_WHAT TO WORK ON_
Reproduce the material below only from the line with "Report one point per instance of the grass" to the line with "Target: grass tuft", both included, keeping each line exact and dropping the pictures.

_RECORDS_
# # # # #

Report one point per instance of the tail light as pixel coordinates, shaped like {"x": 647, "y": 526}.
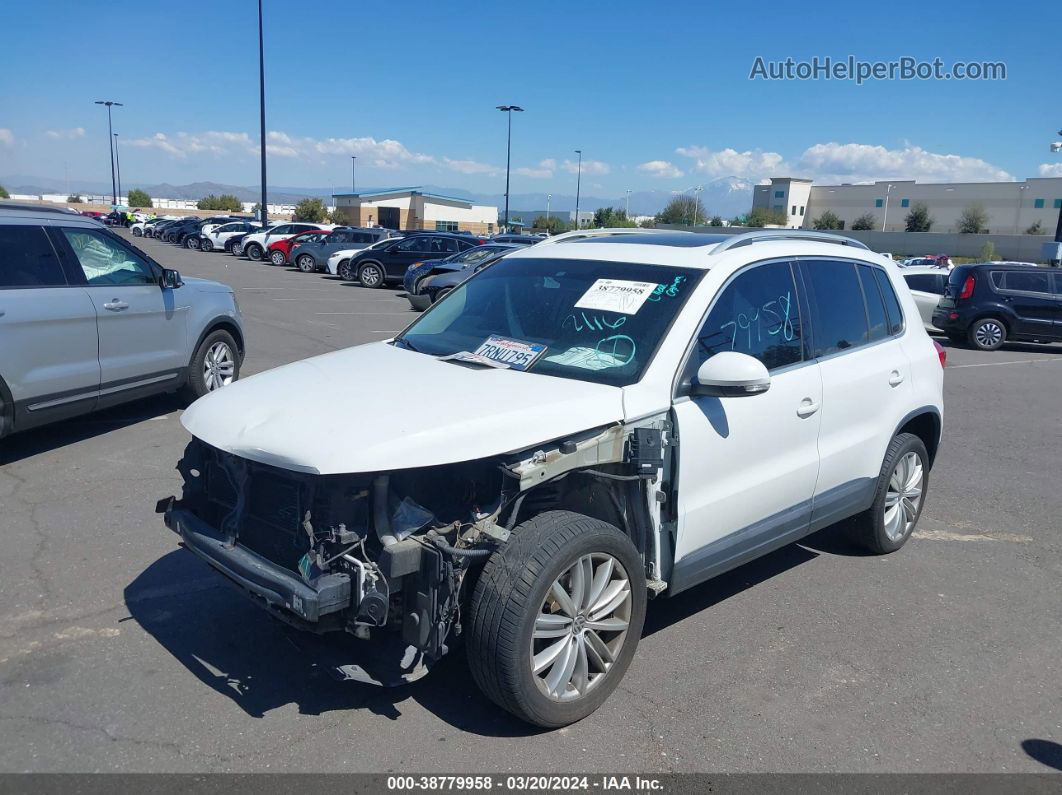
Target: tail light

# # # # #

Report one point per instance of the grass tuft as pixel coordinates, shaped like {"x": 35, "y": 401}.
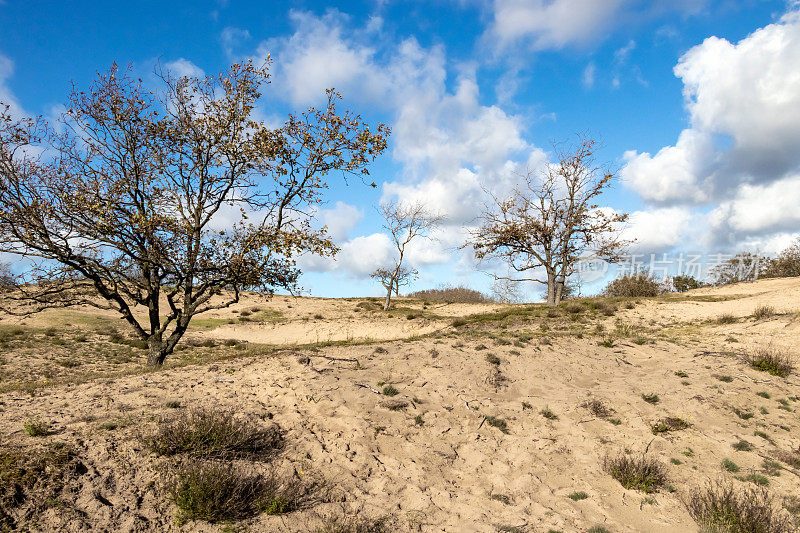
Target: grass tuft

# # # # #

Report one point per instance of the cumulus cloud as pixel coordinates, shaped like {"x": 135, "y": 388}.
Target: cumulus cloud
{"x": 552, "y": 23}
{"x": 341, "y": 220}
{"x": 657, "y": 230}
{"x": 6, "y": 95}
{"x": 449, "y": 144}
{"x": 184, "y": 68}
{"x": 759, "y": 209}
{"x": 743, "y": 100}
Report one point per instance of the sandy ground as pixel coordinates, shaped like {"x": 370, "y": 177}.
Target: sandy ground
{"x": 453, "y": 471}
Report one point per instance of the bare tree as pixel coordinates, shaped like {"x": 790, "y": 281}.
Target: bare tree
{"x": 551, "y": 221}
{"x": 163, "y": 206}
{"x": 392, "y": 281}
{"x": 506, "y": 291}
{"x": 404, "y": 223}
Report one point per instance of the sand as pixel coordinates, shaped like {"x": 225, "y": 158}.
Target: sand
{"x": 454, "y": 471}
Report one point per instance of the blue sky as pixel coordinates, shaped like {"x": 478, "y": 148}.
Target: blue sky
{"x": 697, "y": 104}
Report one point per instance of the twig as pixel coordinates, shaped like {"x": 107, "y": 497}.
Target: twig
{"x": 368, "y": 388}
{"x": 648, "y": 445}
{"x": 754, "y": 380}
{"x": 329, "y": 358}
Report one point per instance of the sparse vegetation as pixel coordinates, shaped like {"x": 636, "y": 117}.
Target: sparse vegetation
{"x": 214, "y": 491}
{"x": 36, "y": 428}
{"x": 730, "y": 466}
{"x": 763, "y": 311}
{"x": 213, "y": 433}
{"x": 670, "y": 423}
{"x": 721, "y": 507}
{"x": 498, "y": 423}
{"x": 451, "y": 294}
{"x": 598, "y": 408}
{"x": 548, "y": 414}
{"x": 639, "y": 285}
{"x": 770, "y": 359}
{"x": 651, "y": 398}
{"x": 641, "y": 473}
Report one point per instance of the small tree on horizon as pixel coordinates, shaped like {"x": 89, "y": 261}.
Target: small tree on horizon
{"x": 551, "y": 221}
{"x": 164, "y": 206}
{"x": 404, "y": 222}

# # # # #

_WORKED SOLUTION_
Report one point per instance of the grass tuft as pixel coordinates, shaped like {"x": 35, "y": 401}.
Target: grass tuft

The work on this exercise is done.